* **Provided information**:

┌──

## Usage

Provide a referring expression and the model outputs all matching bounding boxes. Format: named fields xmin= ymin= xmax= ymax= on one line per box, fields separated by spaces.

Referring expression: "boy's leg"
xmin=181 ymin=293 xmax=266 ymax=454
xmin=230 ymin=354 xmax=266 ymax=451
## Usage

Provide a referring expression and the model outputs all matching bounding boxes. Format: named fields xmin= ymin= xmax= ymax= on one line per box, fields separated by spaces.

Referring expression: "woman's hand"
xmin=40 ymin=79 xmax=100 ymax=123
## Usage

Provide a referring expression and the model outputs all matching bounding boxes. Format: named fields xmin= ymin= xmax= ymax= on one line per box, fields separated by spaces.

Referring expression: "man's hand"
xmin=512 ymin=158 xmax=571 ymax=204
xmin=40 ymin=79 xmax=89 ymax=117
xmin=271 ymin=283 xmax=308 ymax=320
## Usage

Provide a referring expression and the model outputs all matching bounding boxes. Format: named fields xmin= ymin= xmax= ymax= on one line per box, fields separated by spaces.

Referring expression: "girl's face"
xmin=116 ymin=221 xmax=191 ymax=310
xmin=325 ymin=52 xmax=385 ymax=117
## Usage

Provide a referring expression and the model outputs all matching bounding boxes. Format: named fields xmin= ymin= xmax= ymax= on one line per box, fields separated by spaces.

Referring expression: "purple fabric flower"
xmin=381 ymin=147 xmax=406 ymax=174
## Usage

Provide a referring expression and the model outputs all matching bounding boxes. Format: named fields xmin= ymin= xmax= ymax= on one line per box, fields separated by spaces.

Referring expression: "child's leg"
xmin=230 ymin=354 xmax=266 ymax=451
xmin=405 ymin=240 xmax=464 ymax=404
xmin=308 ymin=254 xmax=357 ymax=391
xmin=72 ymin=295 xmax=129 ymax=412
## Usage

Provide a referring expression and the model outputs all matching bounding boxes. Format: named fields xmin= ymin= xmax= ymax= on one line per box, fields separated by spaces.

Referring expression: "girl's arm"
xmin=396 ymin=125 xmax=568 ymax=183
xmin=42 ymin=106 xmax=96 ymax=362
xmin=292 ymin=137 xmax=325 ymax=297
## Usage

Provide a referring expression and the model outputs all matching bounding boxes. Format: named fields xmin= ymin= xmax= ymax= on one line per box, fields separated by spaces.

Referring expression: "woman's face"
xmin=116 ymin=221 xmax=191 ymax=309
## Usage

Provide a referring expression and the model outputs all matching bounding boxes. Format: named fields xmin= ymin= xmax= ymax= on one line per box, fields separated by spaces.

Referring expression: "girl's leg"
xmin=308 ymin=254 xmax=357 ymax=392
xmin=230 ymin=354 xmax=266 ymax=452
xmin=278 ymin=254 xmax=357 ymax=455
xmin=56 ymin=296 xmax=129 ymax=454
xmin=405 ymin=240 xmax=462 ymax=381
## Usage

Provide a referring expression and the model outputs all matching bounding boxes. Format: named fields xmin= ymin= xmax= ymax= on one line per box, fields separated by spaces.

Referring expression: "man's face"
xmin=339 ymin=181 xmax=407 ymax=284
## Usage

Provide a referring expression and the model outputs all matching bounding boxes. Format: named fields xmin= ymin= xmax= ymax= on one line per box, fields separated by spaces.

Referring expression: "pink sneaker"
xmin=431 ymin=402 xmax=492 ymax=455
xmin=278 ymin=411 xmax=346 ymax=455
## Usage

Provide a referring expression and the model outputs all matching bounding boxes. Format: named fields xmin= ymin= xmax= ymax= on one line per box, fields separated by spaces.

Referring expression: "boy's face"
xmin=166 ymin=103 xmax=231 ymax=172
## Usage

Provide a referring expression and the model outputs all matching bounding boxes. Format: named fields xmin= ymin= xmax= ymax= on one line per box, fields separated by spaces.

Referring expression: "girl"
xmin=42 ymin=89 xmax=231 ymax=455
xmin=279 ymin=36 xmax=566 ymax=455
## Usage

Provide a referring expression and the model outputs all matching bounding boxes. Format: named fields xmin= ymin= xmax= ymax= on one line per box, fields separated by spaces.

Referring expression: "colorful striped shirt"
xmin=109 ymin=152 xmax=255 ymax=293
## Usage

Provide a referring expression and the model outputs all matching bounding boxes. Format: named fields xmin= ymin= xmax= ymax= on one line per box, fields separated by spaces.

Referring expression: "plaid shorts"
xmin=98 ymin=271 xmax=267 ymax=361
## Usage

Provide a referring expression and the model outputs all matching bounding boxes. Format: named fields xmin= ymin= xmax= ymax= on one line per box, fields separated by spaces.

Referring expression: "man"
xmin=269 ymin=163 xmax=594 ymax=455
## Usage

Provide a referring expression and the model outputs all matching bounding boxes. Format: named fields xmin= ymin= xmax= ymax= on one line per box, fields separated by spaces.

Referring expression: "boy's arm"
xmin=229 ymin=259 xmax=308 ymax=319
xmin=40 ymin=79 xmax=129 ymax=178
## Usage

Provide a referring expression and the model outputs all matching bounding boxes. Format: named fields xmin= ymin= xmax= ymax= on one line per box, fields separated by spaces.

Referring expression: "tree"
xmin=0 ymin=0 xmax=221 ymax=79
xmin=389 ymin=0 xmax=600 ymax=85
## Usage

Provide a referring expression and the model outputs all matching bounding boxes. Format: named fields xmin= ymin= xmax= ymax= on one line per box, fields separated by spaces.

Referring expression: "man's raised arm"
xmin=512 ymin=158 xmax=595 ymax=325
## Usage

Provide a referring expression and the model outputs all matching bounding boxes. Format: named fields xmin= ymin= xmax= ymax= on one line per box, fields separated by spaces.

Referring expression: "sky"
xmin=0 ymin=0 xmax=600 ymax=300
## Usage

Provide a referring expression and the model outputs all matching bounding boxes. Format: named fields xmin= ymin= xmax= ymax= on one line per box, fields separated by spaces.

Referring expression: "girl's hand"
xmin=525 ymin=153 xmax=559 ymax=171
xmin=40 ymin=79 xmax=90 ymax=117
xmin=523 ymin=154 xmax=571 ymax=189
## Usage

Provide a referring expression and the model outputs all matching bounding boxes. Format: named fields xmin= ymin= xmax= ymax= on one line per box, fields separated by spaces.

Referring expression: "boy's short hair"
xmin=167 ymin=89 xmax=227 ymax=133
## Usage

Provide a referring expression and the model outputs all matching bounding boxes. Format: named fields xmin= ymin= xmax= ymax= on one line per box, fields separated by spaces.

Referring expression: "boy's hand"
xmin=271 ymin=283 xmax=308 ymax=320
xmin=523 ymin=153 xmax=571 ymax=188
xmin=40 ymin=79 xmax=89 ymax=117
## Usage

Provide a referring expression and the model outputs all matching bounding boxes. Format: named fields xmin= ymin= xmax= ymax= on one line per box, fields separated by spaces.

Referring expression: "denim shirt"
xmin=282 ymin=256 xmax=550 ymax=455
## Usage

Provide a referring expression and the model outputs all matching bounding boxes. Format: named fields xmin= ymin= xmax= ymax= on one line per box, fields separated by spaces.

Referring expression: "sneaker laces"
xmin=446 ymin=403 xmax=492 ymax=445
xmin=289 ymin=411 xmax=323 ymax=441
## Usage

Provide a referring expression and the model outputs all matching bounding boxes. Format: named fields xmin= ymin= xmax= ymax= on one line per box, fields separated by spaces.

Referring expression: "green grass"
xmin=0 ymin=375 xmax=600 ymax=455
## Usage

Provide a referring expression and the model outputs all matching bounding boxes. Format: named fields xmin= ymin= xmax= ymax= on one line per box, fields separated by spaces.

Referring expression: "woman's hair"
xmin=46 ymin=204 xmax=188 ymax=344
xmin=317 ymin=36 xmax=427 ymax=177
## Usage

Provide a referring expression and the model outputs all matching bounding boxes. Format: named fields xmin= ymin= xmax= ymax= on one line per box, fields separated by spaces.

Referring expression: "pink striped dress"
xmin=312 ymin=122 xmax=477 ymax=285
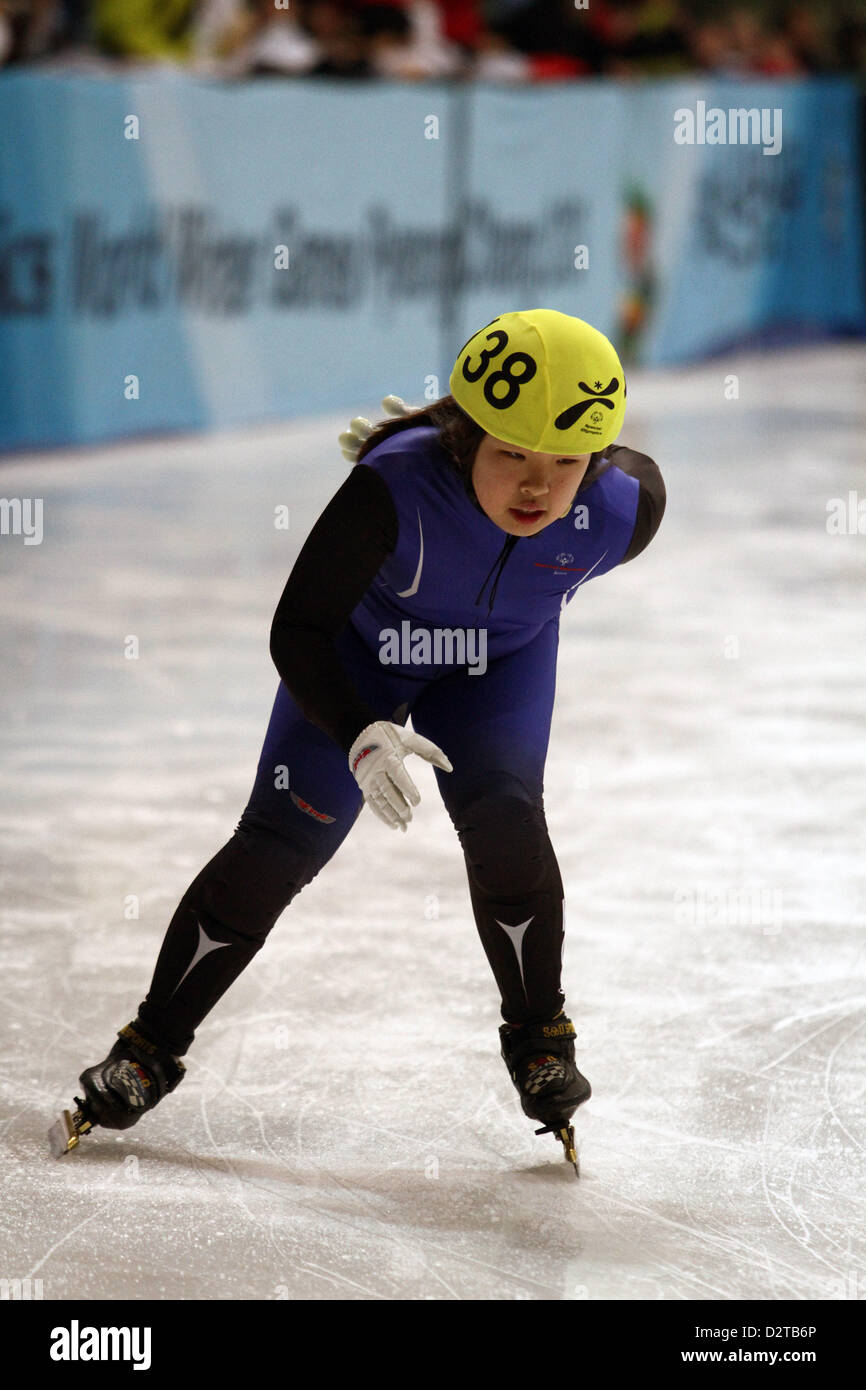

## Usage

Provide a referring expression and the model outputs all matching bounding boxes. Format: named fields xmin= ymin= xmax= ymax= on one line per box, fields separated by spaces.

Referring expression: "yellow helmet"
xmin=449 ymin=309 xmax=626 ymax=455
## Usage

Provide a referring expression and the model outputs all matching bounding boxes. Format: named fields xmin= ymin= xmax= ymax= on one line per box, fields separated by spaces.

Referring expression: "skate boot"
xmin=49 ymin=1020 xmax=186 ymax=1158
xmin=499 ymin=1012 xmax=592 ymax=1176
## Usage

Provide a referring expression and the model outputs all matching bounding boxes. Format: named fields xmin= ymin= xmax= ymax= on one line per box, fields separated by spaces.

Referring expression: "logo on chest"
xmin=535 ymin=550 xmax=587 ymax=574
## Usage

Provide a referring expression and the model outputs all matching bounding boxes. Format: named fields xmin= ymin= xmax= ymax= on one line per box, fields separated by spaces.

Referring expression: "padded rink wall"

└──

* **Task to carry out**: Edit the entries from the first line down to the line holding "xmin=72 ymin=295 xmax=129 ymax=412", inclusive: write "pink fabric flower" in place of "purple fabric flower" and leave everything else unchanged.

* **Solution to this problem**:
## Usage

Provide a referring expression and the model outputs all matching bounding boxes. Format: named fields xmin= ymin= xmax= ymax= on one line per box, fields separated by spaces.

Referring expression: "boy's leg"
xmin=181 ymin=293 xmax=266 ymax=454
xmin=230 ymin=354 xmax=266 ymax=451
## Usage

Provide a referring expression and the model outputs all matching bounding boxes. Format: named fields xmin= ymin= xmax= ymax= on one line per box, fields separated by spaces.

Referring expression: "woman's hand"
xmin=40 ymin=79 xmax=100 ymax=123
## Usage

Provide a referring expression and the model outputs all matching bounding boxes. Format: named fields xmin= ymin= xmax= ymax= on one line per box, fields separated by spaces.

Referring expression: "man's hand"
xmin=512 ymin=158 xmax=571 ymax=204
xmin=40 ymin=79 xmax=89 ymax=117
xmin=271 ymin=283 xmax=308 ymax=320
## Usage

Provide a referring expression and the model outputs all matching bounding boxes. Format: named fields xmin= ymin= xmax= ymax= on one line per box, fields separated by spaces.

Referring expression: "girl's face"
xmin=116 ymin=221 xmax=191 ymax=310
xmin=325 ymin=52 xmax=385 ymax=117
## Usage

Provide a referring expression and the model outputs all matching bounding boxes. Format: named fields xmin= ymin= xmax= ymax= on one line per box, fields separated by spaces.

Referring expression: "pink fabric flower"
xmin=381 ymin=147 xmax=406 ymax=174
## Usage

Provide a referring expression and the model outputs all matching bounding boxes. Format: named fields xmin= ymin= xmax= ymax= on one line per box, fields separated by spaces.

Referring expression: "child's leg"
xmin=230 ymin=354 xmax=266 ymax=451
xmin=405 ymin=240 xmax=464 ymax=404
xmin=308 ymin=254 xmax=357 ymax=391
xmin=72 ymin=295 xmax=129 ymax=412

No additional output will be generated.